**Job:** Identify every line in the entries below that contains the word "calm", and copy each of those lines.

**Data drawn from a collection:**
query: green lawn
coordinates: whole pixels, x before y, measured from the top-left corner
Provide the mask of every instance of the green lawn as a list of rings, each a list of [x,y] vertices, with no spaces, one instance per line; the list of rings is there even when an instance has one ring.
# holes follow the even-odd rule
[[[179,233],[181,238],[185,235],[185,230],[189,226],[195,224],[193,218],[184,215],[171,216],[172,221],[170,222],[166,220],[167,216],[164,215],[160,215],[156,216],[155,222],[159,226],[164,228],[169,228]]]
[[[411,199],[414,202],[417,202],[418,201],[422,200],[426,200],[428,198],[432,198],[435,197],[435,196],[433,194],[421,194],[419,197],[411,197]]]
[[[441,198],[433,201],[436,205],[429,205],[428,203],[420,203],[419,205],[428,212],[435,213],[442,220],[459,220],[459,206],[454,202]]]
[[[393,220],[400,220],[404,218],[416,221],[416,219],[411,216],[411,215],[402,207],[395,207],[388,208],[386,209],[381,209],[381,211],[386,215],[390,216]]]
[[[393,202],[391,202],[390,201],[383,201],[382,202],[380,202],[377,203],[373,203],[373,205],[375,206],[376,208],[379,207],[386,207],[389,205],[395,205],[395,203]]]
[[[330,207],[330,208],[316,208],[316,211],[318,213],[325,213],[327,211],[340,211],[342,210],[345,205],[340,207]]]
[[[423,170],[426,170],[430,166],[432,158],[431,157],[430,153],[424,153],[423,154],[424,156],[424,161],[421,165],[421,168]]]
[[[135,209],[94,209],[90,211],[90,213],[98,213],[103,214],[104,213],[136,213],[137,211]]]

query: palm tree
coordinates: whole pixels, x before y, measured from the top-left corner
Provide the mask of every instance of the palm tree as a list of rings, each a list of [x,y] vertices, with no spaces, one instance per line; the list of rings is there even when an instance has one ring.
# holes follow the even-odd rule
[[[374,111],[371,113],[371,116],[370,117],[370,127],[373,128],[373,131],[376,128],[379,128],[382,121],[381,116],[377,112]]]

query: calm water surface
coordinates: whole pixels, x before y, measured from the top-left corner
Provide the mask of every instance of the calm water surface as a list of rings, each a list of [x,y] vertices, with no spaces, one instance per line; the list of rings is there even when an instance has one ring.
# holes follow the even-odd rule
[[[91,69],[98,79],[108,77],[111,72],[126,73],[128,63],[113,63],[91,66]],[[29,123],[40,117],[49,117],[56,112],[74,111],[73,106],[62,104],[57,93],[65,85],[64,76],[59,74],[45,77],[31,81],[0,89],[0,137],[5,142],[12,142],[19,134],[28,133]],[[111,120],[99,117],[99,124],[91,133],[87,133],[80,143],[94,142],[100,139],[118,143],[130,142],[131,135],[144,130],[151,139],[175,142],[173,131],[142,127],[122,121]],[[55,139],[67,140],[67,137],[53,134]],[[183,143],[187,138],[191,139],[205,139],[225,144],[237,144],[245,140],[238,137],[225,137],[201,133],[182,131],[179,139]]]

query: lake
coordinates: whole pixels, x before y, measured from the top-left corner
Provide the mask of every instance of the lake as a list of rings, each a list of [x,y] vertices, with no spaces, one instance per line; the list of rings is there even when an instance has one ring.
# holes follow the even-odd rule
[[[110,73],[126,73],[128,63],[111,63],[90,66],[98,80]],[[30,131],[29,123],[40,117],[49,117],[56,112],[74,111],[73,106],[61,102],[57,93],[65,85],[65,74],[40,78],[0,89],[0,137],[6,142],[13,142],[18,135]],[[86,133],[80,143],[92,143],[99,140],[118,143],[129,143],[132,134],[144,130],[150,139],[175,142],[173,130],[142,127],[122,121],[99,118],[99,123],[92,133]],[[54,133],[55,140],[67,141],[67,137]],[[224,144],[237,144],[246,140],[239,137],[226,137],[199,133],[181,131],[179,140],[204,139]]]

**The completed task:**
query: calm water surface
Provide the mask of every instance of the calm water surface as a list of rings, each a list of [x,y] vertices, with no spaces, one instance per line; the list of rings is there even when an instance has one ring.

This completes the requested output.